§ **REQUIRED WORK**
Please restate word for word, and with nothing added, the lines that run from the one holding "For each instance of the dark" to the end of the entries below.

▶

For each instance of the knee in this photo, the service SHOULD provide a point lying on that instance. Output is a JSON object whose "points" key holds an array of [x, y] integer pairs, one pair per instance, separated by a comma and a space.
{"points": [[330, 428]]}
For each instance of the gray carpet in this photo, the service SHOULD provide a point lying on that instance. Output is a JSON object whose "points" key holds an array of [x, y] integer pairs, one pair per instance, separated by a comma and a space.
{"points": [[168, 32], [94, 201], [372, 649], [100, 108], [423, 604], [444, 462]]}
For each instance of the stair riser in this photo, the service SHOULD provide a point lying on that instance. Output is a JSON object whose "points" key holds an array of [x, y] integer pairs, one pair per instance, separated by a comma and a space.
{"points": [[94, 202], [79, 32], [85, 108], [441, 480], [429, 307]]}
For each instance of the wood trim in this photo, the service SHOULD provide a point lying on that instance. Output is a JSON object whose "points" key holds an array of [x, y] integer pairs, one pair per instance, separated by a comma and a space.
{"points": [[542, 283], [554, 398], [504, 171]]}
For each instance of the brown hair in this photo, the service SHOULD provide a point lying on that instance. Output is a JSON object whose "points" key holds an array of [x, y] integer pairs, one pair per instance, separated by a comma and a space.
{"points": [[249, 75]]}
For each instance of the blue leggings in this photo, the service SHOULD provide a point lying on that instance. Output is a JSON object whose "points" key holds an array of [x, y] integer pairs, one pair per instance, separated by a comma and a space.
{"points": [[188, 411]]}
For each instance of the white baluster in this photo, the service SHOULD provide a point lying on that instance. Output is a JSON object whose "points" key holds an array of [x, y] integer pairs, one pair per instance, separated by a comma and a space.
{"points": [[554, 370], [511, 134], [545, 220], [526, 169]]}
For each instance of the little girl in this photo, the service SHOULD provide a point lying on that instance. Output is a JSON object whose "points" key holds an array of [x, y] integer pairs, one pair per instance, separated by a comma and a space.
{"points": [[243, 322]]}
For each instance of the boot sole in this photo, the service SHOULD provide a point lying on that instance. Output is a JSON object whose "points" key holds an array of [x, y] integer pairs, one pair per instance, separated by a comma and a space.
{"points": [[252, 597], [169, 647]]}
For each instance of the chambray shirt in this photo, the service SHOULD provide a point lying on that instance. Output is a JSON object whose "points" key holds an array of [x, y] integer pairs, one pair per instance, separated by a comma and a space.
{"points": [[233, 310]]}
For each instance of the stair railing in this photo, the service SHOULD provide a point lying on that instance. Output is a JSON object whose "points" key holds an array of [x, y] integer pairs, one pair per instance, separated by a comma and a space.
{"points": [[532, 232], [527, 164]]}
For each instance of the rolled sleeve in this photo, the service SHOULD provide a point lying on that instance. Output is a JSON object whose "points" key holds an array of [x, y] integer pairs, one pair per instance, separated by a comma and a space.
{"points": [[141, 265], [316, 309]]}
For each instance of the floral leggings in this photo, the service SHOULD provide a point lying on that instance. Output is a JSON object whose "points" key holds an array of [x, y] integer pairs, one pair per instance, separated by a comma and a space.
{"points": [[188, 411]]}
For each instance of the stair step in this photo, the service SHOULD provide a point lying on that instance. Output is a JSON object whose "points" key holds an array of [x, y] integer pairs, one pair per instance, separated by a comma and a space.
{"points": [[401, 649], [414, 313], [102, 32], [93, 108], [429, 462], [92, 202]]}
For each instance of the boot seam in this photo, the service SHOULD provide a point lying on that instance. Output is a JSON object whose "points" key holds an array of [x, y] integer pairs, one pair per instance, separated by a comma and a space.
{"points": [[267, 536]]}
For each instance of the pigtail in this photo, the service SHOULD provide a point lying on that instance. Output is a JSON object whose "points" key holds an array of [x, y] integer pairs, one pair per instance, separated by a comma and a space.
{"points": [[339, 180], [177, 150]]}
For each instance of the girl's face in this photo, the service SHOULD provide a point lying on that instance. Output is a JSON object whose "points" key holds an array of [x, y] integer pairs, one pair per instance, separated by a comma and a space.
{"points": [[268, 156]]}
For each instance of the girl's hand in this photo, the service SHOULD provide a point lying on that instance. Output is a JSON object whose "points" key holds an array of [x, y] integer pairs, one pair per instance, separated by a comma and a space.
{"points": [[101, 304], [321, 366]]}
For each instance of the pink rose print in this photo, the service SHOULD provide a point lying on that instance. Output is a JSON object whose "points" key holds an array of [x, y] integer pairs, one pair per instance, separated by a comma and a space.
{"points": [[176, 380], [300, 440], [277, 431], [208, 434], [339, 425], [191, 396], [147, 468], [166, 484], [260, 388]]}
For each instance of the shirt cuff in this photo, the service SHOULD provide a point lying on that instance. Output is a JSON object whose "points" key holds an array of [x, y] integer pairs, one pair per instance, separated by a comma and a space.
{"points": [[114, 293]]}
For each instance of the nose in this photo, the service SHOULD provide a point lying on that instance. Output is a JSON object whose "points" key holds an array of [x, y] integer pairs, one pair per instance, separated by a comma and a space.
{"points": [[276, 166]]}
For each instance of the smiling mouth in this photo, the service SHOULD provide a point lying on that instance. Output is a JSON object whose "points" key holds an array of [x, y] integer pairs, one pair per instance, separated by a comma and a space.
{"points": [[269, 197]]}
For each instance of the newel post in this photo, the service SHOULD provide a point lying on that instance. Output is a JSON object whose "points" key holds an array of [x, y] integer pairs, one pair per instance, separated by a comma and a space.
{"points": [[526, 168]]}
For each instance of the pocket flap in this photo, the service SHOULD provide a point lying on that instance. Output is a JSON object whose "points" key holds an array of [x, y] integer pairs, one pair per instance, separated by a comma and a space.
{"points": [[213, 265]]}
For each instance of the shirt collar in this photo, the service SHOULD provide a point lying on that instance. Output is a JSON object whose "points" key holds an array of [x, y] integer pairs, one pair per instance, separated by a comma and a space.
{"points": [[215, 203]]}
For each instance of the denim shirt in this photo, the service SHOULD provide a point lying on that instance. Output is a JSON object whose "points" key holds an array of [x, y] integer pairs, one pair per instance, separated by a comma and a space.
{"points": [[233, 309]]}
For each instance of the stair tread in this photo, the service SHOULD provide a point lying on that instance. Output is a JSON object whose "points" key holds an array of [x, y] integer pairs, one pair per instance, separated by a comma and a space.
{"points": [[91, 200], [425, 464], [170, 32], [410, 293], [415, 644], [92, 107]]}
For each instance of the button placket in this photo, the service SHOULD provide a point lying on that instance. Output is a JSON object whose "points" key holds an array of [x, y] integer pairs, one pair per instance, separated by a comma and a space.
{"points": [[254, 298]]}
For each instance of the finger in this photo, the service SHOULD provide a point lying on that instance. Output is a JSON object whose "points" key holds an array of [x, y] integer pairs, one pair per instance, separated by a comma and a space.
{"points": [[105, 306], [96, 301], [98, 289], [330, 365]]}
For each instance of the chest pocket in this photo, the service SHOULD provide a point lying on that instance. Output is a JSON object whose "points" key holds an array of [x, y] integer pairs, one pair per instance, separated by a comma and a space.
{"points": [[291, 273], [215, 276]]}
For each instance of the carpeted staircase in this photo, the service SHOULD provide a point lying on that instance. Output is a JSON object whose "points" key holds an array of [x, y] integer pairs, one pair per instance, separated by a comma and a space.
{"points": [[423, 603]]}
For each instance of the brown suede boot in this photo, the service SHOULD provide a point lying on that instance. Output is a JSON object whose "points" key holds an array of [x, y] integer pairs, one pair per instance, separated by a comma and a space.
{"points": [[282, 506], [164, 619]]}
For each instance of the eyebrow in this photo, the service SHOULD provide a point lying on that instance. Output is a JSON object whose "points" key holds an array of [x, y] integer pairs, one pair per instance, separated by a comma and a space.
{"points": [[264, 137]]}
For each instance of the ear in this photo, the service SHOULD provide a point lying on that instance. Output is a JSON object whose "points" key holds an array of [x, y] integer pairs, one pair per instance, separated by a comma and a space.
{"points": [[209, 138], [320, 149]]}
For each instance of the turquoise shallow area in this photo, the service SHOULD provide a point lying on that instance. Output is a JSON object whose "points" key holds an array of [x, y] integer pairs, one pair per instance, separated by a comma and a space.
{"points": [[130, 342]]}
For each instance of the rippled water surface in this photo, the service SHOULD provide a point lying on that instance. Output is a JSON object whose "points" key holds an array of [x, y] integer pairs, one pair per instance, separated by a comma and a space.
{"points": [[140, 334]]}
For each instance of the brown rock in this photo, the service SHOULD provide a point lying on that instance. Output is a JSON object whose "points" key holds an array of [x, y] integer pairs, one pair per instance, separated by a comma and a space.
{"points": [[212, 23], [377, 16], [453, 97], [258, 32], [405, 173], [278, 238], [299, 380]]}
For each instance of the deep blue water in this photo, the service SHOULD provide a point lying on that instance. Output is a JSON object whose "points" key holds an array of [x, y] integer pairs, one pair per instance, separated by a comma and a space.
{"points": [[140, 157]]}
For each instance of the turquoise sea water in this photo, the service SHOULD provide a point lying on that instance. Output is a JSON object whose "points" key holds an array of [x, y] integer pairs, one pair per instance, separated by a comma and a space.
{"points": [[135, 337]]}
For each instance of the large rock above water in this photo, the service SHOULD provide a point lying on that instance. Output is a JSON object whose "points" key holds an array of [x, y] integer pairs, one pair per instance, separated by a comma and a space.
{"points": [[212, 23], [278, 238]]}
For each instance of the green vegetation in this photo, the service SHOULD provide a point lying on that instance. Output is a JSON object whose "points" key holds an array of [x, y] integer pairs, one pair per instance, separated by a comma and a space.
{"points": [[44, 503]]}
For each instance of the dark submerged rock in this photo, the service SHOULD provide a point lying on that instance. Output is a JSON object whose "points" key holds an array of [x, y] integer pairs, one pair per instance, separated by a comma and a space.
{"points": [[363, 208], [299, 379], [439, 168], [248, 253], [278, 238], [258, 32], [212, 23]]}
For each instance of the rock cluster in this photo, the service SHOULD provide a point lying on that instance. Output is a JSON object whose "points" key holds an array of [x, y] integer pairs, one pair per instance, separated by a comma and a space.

◀

§ **TASK RESPONSE**
For each instance of the dark submerged rock in this photo, the service SHOULD provide a point lying on that instance. Output is a JSON object whose "points" key holds an array of [x, y] integer pairs, one pair per instance, separated by a comma and a space.
{"points": [[363, 208], [299, 379], [439, 168], [248, 253], [278, 238], [258, 32], [212, 23]]}
For each instance of the rock cluster in this photo, the service SHOULD provide a point lying on that instance. Output is a JSON object whose "points" key holds an array of [x, y] integer pairs, one pair per instance, separated by a comma and a space.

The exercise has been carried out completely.